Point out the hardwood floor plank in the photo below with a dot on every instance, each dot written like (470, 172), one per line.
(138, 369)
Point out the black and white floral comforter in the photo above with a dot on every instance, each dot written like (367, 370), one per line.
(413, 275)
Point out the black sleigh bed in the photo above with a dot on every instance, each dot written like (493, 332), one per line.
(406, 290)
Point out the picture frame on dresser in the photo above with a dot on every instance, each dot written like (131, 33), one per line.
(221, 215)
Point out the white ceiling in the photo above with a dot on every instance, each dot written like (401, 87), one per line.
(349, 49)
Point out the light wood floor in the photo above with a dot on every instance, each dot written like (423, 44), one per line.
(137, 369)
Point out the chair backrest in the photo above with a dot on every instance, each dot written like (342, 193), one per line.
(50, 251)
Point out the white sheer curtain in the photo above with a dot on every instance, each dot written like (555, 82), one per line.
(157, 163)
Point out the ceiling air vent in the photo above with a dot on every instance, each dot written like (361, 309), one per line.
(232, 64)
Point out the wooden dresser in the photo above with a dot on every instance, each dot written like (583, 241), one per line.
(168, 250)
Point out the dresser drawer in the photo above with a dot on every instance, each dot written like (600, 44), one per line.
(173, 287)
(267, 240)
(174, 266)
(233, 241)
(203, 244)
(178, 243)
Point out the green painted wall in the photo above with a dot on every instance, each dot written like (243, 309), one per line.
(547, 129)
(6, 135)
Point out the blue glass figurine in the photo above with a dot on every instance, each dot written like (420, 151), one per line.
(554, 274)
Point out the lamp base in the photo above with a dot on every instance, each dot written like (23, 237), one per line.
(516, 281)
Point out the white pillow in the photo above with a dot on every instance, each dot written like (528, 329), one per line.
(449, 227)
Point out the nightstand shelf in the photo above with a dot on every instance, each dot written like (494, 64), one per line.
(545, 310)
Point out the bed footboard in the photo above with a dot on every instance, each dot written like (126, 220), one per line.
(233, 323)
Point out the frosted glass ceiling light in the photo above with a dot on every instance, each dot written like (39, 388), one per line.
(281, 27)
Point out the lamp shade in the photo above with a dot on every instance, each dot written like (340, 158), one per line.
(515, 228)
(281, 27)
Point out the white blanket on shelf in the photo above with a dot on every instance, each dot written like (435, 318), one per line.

* * * *

Given request: Send back all of the entries exactly, with nothing missing.

Worked solution:
Point out the hardwood floor plank in the photo below with a dot on every instance, each dot written like (470, 172), one per line.
(138, 369)
Point out the black and white floral comforter in the photo above with a dot on every instance, each dot written like (367, 370), one per line.
(413, 275)
Point out the black sleigh bed in the photo above with a dot on every instance, each dot written like (493, 332), one per line.
(406, 290)
Point out the picture frame on dresser in the photo above with a dot on every instance, each dot written like (131, 33), one per line.
(221, 215)
Point out the white ceiling in the photo above with a dot on every instance, each dot written like (401, 87), one per line.
(349, 49)
Point out the light wood floor in the photo above with a dot on every instance, each dot written like (423, 44), one per line.
(137, 369)
Point out the chair backrest in the photo above with a dot on every instance, each dot written like (342, 193), one per line.
(50, 251)
Point out the white sheer curtain in the photo above with a dot on every instance, each dot written like (555, 82), one per line.
(157, 163)
Point out the ceiling air vent in the photo above with a dot on every instance, each dot written like (361, 309), one per line.
(232, 64)
Point out the wooden dresser in the photo above with a dot on every instance, each dot written like (583, 241), one per line.
(168, 250)
Point out the dresser drawer in the photo above with a dot on every instance, each dot written like (600, 44), one per line.
(173, 287)
(267, 240)
(174, 266)
(233, 241)
(203, 244)
(178, 243)
Point out the green painted wall in the photo above with a dot on every instance, each dot written like (243, 309), one per line.
(547, 129)
(6, 135)
Point out the blue glass figurine in the photo above with a dot on every instance, each dot written like (420, 151), one per line.
(554, 274)
Point out the lamp base in the photo above with a dot on every instance, each dot written like (23, 237), one per line.
(516, 281)
Point out the white pillow in the photo above with a dot on every instance, each dot written like (528, 329), one per line.
(449, 227)
Point out the nightstand shelf in the photo above with a dot on every instance, each dot written like (494, 64), one per line.
(545, 310)
Point out the bed footboard in the photo above with a dot on every instance, each dot written like (126, 220), one per line.
(233, 323)
Point out the frosted glass ceiling light in the photo above with a dot on every instance, each dot written like (39, 388), one per line.
(281, 27)
Point out the lamp shade in the photo above with a dot on every instance, each dot written like (340, 158), one per line.
(515, 228)
(281, 27)
Point out the white blanket on shelf in the photo above with a dot on every instance, each dot written like (435, 318), one per line.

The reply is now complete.